> _Work instructions_: Turn every line of the records below into a numbered list, one line per number, skipping any blank lines. Leave the pictures out.

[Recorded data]
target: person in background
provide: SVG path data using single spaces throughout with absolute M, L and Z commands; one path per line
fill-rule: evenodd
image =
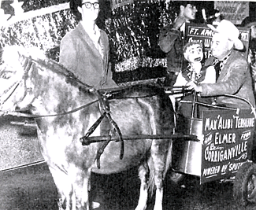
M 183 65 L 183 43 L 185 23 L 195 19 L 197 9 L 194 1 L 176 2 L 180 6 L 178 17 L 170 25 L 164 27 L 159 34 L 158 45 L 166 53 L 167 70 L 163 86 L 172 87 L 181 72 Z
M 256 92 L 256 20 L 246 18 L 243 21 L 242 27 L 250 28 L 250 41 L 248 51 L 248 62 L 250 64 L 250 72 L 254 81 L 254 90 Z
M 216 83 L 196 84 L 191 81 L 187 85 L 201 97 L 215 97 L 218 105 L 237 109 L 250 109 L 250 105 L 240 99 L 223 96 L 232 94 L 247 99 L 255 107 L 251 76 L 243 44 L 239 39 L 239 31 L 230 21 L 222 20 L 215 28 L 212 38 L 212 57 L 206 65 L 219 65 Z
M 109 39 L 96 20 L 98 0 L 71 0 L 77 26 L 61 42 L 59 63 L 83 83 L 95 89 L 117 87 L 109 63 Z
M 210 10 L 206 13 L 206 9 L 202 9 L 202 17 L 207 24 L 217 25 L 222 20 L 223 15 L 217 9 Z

> _Finished answer_:
1. target: person in background
2. provide: SVG path data using single spaces throughout with absolute M, L and Z commands; one path per line
3. fill-rule: evenodd
4. image =
5. M 183 65 L 183 43 L 185 23 L 195 19 L 197 9 L 194 1 L 176 2 L 180 6 L 178 17 L 170 25 L 164 27 L 159 34 L 158 45 L 166 53 L 167 70 L 163 86 L 172 87 L 181 72 Z
6. M 256 92 L 256 20 L 246 18 L 243 21 L 242 27 L 250 28 L 250 41 L 248 51 L 248 62 L 250 64 L 250 72 L 254 81 L 254 90 Z
7. M 216 83 L 196 84 L 191 81 L 187 85 L 201 97 L 215 97 L 218 105 L 237 109 L 250 109 L 250 105 L 240 99 L 223 96 L 232 94 L 247 99 L 255 107 L 251 76 L 243 44 L 239 39 L 239 31 L 230 21 L 222 20 L 215 28 L 212 38 L 212 57 L 206 65 L 219 65 Z
8. M 109 39 L 96 20 L 98 0 L 71 0 L 77 26 L 61 42 L 59 63 L 83 83 L 95 89 L 117 87 L 109 63 Z
9. M 210 10 L 206 13 L 206 9 L 202 9 L 202 17 L 207 24 L 217 25 L 222 20 L 223 15 L 217 9 Z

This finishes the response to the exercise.